• **WHAT TO WORK ON**:
Would you retype each of the records exactly as shown?

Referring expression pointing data

# # # #

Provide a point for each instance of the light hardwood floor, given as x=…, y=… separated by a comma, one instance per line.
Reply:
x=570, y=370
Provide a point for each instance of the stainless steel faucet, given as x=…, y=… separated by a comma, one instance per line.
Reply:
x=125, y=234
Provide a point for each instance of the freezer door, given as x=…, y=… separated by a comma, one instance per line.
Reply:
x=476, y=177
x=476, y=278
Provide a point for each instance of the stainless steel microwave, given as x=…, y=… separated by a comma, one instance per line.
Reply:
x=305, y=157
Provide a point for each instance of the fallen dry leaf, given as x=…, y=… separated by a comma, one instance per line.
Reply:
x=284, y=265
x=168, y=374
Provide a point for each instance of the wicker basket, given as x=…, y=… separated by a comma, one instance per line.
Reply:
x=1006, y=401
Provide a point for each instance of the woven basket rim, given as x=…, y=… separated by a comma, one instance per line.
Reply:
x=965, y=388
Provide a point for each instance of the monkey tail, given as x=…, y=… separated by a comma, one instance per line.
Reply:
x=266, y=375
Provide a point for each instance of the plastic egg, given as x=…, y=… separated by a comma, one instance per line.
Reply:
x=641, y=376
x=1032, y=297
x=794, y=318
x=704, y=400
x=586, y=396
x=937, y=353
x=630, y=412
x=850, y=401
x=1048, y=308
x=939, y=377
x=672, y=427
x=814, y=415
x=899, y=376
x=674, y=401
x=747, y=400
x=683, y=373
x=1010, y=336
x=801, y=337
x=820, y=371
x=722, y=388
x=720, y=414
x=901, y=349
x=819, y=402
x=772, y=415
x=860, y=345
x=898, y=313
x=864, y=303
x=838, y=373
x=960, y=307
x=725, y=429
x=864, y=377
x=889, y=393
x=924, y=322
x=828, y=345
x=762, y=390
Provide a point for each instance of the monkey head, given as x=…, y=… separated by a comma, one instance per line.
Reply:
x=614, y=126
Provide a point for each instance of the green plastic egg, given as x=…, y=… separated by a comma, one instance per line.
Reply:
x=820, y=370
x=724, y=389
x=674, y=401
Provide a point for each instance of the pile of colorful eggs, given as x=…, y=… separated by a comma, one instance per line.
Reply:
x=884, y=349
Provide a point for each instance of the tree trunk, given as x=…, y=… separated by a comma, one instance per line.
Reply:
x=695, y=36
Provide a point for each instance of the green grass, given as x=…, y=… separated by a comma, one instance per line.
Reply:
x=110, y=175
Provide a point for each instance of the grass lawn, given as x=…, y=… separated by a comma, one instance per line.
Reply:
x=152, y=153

# # # #

• **EXERCISE RESULT**:
Provide a point for each instance of the light hardwood floor, given as x=…, y=… separated by a comma, one instance per line.
Reply:
x=570, y=370
Provide a point for each instance of the stainless steel faucet, given as x=…, y=… separated by a comma, one instance per line.
Reply:
x=125, y=234
Provide a point for each instance of the freezer door, given as x=…, y=… separated by a comma, one instance per line.
Reply:
x=476, y=177
x=476, y=278
Provide a point for each instance of the stainless steel microwave, given as x=…, y=… separated by a comma, one instance per line.
Reply:
x=305, y=157
Provide a point for each instance of the fallen dry leaf, given as x=…, y=… separated by a comma, one instance per line.
Reply:
x=284, y=265
x=168, y=374
Provide a point for each instance of the wicker basket, given as x=…, y=… separated by a comma, one instance per line.
Reply:
x=1006, y=401
Provide a point for each instance of the woven basket rim, given as x=…, y=… separated by a comma, one instance per line.
Reply:
x=965, y=388
Provide a point for each instance of the monkey tail, given as x=…, y=… separated by a comma, one instance per line.
Reply:
x=266, y=375
Provide a point for each instance of the plastic egg, given as x=…, y=… separated by a comma, one instance per line.
Reply:
x=641, y=376
x=1032, y=297
x=794, y=318
x=704, y=400
x=586, y=396
x=937, y=353
x=630, y=412
x=850, y=401
x=1048, y=308
x=939, y=377
x=672, y=427
x=814, y=415
x=899, y=376
x=674, y=401
x=747, y=400
x=683, y=373
x=1010, y=336
x=801, y=337
x=820, y=371
x=722, y=388
x=720, y=414
x=901, y=349
x=819, y=402
x=772, y=415
x=860, y=345
x=898, y=313
x=864, y=303
x=838, y=373
x=960, y=307
x=725, y=429
x=864, y=377
x=889, y=393
x=924, y=322
x=828, y=345
x=762, y=390
Provide a point for each instance of the monkey head, given as x=…, y=… separated by a comma, one instance per line.
Reply:
x=614, y=126
Provide a point for each instance of the green plastic egg, given as x=…, y=… separated by a comma, one instance per line.
Reply:
x=820, y=370
x=724, y=389
x=674, y=401
Provide a point for each instance of the pile of colorful eggs, given as x=…, y=… separated by a comma, one instance per line.
Reply:
x=884, y=349
Provide a point for each instance of the tree trunk, given as x=…, y=… separated by a comma, one instance per line.
Reply:
x=695, y=36
Provide a point for each instance of the green grass, given as x=…, y=… separated by a comma, one instance per line.
Reply:
x=110, y=175
Provide a point for each instance of the grass lawn, given as x=…, y=… separated by a comma, one instance per line.
Reply:
x=152, y=153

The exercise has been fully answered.